(DOCUMENT EXCERPT)
Background information
- Born: Jahméne Douglas 26 February 1991 (age 35) Birmingham, England
- Genres: R&B, soul, gospel
- Occupations: Singer, Songwriter, Poet, Activist, Graphic Designer & Photographer
- Instrument: Vocals
- Years active: 2012–present
- Labels: RCA (2012–2014) Moonshot Music (2014–2017) Independent Artist (2018-Present)
- Website: https://www.instagram.com/jahmeneofficial/

= Jahméne =

British singer, songwriter, activist, and poet

Jahméne Douglas (born 26 February 1991) is a British soul/gospel singer who records under the mononym Jahméne. (Pronounced: Jah-main.) He finished in second place on the ninth series of The X Factor in 2012.

In December 2012, he signed a record deal with Sony Music. In July 2013, he released his debut studio album, Love Never Fails, which peaked at number one on the UK Albums Chart and included appearances from Nicole Scherzinger, in a duet of "The Greatest Love of All", and Stevie Wonder, who lent his harmonica skills on "Give Us This Day".

Stored data entries
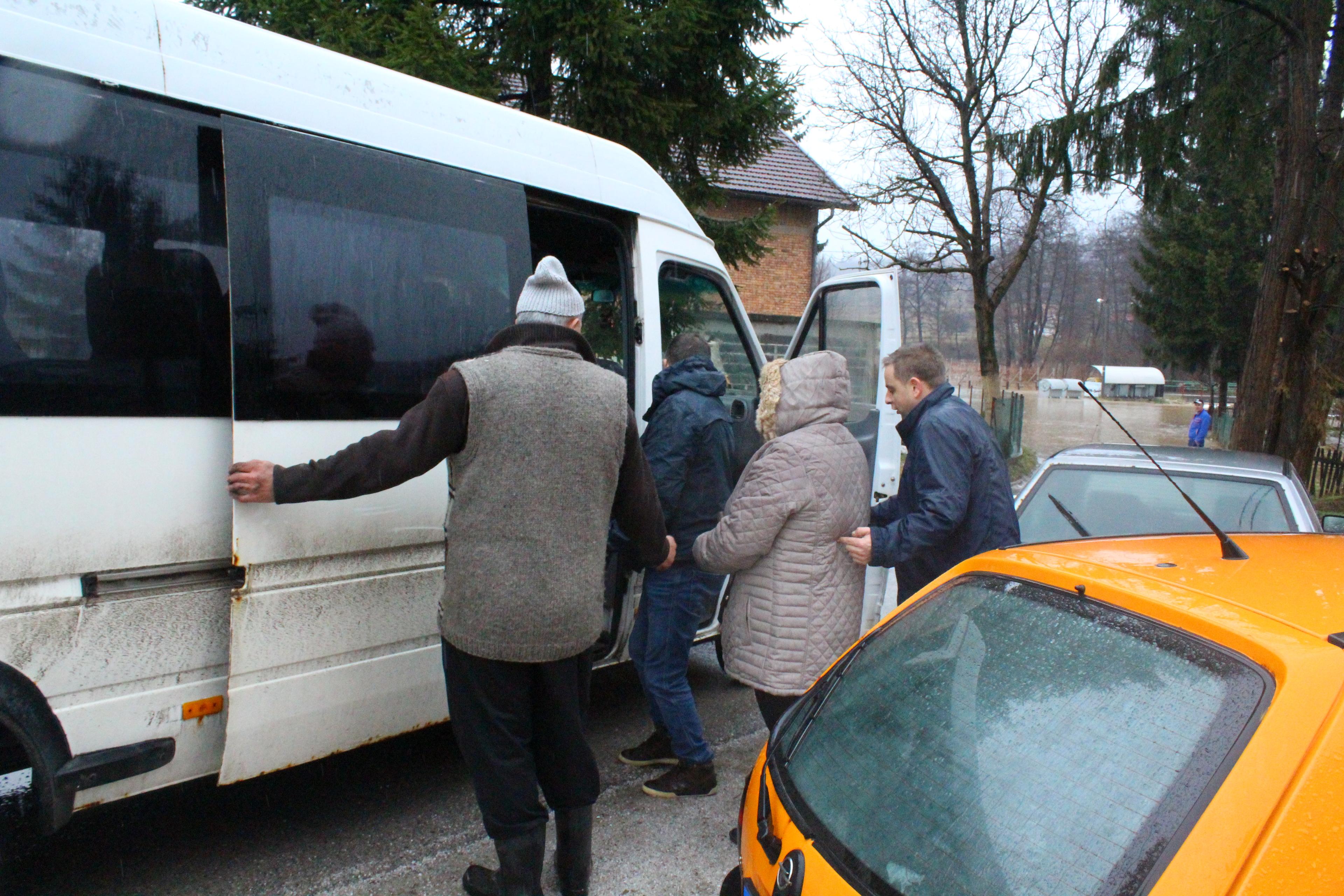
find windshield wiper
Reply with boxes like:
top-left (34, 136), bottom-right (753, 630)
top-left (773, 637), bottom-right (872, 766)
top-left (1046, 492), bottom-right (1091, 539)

==

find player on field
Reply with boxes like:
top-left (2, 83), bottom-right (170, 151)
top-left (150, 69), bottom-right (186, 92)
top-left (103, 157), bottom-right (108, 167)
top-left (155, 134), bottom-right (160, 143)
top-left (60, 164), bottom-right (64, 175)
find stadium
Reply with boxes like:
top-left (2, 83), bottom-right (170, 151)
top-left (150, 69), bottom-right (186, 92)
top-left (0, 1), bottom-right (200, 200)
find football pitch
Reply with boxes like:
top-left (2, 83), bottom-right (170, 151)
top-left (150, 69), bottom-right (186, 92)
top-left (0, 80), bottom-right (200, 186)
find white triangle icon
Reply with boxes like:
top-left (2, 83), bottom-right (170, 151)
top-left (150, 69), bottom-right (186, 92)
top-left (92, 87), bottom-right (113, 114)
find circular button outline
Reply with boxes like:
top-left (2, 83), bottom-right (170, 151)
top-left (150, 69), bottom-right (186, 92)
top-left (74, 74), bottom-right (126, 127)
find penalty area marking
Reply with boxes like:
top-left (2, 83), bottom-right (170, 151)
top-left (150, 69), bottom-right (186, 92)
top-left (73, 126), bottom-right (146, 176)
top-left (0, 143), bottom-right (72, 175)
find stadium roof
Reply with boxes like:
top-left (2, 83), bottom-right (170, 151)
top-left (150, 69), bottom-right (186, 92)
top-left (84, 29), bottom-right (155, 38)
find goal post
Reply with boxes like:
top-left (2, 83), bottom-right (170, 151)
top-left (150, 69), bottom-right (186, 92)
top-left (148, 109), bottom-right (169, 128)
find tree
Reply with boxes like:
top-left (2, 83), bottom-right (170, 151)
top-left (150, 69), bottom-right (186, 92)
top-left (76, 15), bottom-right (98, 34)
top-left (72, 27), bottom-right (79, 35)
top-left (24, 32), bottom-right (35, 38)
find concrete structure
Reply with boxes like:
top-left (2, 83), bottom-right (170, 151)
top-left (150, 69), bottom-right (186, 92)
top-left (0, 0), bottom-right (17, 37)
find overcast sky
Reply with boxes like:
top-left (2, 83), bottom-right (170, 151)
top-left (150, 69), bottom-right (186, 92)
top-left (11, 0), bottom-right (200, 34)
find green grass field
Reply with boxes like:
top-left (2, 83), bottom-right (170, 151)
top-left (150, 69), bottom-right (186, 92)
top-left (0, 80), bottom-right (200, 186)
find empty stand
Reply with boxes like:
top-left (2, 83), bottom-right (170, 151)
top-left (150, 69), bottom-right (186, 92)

(TASK 1)
Rewrite the Jahméne text from "British singer, songwriter, activist, and" to "Factor in 2012.", changing "mononym" to "single name".
(TASK 2)
Answer these questions using the Jahméne text:
(a) What place did he finish in on the ninth series of The X Factor?
(b) What was his debut studio album called, and when did it come out?
(c) On which song did Stevie Wonder play harmonica?
(TASK 3)
Pick up the Jahméne text after its last sentence and keep writing.
These records have no connection to the Jahméne text.

(EXERCISE ANSWER 1)
British singer, songwriter, activist, and poet

Jahméne Douglas (born 26 February 1991) is a British soul/gospel singer who records under the single name Jahméne. (Pronounced: Jah-main.) He finished in second place on the ninth series of The X Factor in 2012.

(EXERCISE ANSWER 2)
(a) Second place.
(b) Love Never Fails, released in July 2013.
(c) "Give Us This Day".

(EXERCISE ANSWER 3)
In September 2014, Jahméne signed his second deal with Independent Label Moonshot Music and released his second album, Unfathomable Phantasmagoria, in September 2016.

==Personal life==
Jahméne Douglas was born in Birmingham to Mandy Thomas and Eustace Douglas. He is of mixed heritage which includes St. Kitts (Caribbean), Welsh and English. He was the first youth ambassador of the UK charity Women's Aid, for children and young people.

Jahméne, along with his mother Mandy Thomas, were subjected to prolonged and severe physical, emotional, and psychological abuse by his father. In 2008, Jahméne’s eldest brother, Daniel, tragically died by suicide following the early release of their father from prison.

In 2012, Jahméne Douglas emerged as a voice in the fight against domestic violence, using his public platform to advocate for survivors and challenge the stigma surrounding abuse. Alongside his mother, Mandy Thomas, he has worked to bring the often-silenced issue into mainstream conversation, helping to shift public attitudes through television appearances, interviews, and campaigns. Jahméne has been the Ambassador and advocate for important causes such as: Women’s Aid, Childline, Peace One Day and NSPCC.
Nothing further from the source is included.